Supplied text -
————————
The Reformation at that time was agitating all the schools of learning. Masters and students occupied themselves with nothing else-some, no doubt, from mere curiosity, or to throw discredit upon the Reformers and their new doctrines; but there was a general awakening of conscience, and a readiness to believe the true gospel of the grace of God. Happily for Calvin he was among the latter class. The Holy Scriptures, by the blessing of God, separated him from Roman Catholicism, as they had done his cousin Olivetan.
It is supposed that Calvin was under deep exercise of soul for more than three years-from 1523 to 1527. D'Aubigne, who is the best authority on this point, says, "Yet Calvin, whose mind was essentially one of observation, could not be present in the midst of the great movement going on in the world, without reflecting on truth, on error, and on himself. Oftentimes, when alone, and when the voices of men had ceased to be heard, a more powerful voice spoke to his soul, and his chamber became the theater of struggles, as fierce as those in the cell at Erfurt. Through the same tempests, both these great Reformers reached the haven of rest." But the conversion of Calvin lacks the thrilling interest which all have found in the conversion of Luther, and chiefly from the absence of details. The letters which he wrote to his father at this time, and also those of Olivetan to his friends, have not been found. Theodore Beza, his most intimate friend, says, "Calvin having been taught the true religion by one of his relations named Peter Olivetan, and having carefully read the holy books, began to hold the teaching of the Roman church in horror, and had the intention of renouncing its communion." Here, it is only the intention of leaving Rome; but his own words in after life are positive: "When I was the obstinate slave of the superstitions of popery," he says, "and it seemed impossible to drag me out of the deep mire, God by a sudden conversion subdued me, and made my heart more obedient to His word."
————————
Information provided -
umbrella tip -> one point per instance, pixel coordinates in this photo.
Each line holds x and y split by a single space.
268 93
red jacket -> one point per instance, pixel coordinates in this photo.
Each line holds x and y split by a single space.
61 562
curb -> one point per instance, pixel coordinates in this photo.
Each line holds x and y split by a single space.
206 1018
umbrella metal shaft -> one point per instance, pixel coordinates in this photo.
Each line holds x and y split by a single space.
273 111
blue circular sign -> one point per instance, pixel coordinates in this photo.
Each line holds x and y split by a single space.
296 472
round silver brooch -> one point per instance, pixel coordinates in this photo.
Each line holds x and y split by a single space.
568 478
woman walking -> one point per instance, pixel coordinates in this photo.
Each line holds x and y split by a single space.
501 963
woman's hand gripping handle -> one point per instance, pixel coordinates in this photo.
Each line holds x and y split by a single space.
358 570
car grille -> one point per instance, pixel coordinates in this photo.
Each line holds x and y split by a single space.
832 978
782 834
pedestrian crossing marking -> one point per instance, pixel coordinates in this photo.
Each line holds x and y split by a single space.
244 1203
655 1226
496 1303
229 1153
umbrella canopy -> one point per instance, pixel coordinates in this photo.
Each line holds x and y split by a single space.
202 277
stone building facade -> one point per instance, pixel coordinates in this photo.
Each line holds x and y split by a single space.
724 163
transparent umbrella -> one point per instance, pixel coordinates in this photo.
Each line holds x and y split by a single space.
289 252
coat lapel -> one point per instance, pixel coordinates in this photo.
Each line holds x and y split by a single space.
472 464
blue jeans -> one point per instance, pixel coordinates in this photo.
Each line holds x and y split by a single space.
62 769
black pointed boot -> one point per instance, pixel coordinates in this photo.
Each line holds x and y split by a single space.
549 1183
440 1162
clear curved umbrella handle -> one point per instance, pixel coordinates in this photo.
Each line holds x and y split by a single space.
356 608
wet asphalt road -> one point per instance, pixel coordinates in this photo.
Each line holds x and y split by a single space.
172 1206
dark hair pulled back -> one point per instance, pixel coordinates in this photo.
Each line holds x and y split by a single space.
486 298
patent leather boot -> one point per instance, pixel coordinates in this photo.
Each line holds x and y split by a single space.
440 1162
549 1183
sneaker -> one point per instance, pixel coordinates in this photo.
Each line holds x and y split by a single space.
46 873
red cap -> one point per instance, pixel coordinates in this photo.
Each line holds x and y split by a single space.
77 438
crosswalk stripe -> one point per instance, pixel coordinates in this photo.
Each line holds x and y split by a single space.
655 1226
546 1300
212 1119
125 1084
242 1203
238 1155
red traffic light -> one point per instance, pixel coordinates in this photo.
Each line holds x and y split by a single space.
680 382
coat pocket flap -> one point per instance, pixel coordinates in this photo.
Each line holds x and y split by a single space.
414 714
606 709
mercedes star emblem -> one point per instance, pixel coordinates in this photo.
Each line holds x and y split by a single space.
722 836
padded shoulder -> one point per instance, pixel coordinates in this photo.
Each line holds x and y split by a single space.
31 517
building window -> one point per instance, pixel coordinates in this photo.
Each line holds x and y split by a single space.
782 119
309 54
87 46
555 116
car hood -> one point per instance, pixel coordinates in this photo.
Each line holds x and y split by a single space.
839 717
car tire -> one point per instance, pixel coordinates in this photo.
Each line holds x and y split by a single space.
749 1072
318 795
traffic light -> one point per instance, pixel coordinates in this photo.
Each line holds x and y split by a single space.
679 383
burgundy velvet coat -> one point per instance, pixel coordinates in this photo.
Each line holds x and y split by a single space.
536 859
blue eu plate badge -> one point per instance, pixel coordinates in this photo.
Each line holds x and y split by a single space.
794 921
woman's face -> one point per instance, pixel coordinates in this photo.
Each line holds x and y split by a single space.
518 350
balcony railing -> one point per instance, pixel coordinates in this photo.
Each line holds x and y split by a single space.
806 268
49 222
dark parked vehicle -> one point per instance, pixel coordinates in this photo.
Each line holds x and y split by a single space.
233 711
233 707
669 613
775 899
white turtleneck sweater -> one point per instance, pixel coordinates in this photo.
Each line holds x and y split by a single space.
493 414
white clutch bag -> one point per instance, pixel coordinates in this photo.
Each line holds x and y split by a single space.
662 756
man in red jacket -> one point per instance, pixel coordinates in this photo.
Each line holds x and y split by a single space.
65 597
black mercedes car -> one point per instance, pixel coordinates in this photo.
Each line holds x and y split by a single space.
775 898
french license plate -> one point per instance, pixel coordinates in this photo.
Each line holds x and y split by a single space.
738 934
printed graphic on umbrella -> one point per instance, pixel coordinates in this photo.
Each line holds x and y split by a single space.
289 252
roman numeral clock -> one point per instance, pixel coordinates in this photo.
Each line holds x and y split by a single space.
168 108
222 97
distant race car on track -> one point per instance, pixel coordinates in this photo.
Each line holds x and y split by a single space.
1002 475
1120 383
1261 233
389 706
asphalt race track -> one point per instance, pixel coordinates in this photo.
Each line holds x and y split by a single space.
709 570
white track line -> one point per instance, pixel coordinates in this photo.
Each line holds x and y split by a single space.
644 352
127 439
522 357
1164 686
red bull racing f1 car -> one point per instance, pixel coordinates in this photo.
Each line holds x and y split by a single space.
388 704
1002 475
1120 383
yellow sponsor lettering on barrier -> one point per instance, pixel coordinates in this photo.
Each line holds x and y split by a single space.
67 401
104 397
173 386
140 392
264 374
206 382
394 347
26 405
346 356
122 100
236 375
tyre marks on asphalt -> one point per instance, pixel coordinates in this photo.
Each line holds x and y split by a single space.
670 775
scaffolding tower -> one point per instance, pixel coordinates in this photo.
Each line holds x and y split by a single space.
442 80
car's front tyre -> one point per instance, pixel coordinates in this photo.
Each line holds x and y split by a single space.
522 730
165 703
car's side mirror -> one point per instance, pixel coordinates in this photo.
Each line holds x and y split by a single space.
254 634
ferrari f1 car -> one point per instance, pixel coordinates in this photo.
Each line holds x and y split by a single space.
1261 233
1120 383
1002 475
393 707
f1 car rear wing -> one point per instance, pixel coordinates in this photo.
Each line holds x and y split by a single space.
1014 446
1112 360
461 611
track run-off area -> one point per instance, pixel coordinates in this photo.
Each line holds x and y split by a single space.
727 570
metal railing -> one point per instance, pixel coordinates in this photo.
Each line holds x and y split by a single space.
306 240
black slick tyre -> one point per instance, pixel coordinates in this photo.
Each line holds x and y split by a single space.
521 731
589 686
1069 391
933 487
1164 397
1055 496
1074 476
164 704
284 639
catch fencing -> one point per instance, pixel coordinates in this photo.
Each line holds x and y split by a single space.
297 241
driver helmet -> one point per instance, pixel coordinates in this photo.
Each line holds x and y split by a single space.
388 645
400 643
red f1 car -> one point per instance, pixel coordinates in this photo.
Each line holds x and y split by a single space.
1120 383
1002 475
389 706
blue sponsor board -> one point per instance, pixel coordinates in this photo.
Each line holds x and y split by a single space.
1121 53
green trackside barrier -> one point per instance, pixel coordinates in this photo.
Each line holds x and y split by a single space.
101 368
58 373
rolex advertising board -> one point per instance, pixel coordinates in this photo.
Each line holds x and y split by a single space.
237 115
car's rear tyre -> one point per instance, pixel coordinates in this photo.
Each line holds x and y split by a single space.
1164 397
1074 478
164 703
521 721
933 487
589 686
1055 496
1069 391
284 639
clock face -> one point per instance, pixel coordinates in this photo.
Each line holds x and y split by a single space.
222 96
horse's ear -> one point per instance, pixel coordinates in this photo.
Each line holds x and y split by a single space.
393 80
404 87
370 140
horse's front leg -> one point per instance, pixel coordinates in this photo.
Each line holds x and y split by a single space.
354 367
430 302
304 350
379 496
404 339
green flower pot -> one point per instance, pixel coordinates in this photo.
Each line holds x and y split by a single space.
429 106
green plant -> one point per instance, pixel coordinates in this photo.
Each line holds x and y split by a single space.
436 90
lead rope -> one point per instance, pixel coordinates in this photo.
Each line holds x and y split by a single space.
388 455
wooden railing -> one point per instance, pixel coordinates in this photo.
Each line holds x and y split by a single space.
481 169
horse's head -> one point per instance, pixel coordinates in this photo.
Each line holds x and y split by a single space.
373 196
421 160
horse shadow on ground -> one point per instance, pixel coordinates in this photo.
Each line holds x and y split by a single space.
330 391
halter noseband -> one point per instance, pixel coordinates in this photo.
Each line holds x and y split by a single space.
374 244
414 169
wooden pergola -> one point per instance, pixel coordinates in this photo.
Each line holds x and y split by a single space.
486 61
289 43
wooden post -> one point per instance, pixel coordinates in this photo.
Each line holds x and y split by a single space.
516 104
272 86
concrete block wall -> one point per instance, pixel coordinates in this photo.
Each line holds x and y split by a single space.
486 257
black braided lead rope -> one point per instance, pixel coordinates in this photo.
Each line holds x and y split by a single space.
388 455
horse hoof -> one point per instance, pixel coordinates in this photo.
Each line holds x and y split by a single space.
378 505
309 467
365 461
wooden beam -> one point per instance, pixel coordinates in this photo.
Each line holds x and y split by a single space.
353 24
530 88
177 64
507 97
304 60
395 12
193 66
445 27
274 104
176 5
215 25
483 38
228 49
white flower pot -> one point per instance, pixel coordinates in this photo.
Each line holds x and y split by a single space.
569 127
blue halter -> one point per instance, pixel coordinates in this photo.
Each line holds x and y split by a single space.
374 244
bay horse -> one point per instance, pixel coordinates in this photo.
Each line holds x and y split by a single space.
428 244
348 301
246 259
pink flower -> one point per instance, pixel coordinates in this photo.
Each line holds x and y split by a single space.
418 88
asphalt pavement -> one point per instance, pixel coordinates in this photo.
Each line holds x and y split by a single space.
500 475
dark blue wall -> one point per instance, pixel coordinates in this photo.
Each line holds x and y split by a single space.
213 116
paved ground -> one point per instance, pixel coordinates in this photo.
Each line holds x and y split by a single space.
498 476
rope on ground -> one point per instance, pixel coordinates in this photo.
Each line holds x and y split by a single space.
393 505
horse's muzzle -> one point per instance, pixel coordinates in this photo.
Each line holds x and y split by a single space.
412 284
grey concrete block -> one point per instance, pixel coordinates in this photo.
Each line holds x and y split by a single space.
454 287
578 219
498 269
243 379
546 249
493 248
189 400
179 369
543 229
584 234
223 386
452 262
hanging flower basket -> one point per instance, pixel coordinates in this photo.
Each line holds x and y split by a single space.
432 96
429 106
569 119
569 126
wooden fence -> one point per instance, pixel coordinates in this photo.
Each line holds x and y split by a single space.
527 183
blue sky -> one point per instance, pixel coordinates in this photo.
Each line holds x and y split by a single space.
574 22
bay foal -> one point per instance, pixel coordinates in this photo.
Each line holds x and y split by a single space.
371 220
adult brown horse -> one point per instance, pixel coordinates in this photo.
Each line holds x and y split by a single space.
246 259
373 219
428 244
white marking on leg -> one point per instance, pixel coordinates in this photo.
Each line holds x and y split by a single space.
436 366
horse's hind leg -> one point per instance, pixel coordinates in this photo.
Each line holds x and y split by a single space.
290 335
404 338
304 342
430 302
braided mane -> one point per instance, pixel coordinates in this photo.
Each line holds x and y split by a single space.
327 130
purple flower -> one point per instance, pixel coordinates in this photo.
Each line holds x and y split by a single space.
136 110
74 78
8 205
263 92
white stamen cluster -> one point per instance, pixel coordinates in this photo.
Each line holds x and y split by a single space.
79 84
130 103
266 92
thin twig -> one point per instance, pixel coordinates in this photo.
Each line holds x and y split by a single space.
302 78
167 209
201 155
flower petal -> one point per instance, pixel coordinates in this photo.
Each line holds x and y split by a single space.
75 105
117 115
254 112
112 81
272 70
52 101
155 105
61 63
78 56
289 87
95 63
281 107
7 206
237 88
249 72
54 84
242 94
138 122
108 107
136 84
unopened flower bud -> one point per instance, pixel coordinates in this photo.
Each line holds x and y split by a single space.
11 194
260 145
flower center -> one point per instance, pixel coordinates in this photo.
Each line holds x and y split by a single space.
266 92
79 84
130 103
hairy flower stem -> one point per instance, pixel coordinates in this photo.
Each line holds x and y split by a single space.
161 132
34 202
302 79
————————
Exercise requirements -
1. Could you give the passage on Calvin's conversion again, starting with "The Reformation at" and going on through "his cousin Olivetan.", but switching "Calvin" to "John Calvin"?
2. Can you rewrite the records as a Markdown table with columns Row and Line, starting with the line with "unopened flower bud" and going on through the end of the records, and leaving out blank lines?

Responses to the tasks -
1.
The Reformation at that time was agitating all the schools of learning. Masters and students occupied themselves with nothing else-some, no doubt, from mere curiosity, or to throw discredit upon the Reformers and their new doctrines; but there was a general awakening of conscience, and a readiness to believe the true gospel of the grace of God. Happily for John Calvin he was among the latter class. The Holy Scriptures, by the blessing of God, separated him from Roman Catholicism, as they had done his cousin Olivetan.

2.
| Row | Line |
|---|---|
| 1 | unopened flower bud -> one point per instance, pixel coordinates in this photo. |
| 2 | Each line holds x and y split by a single space. |
| 3 | 11 194 |
| 4 | 260 145 |
| 5 | flower center -> one point per instance, pixel coordinates in this photo. |
| 6 | Each line holds x and y split by a single space. |
| 7 | 266 92 |
| 8 | 79 84 |
| 9 | 130 103 |
| 10 | hairy flower stem -> one point per instance, pixel coordinates in this photo. |
| 11 | Each line holds x and y split by a single space. |
| 12 | 161 132 |
| 13 | 34 202 |
| 14 | 302 79 |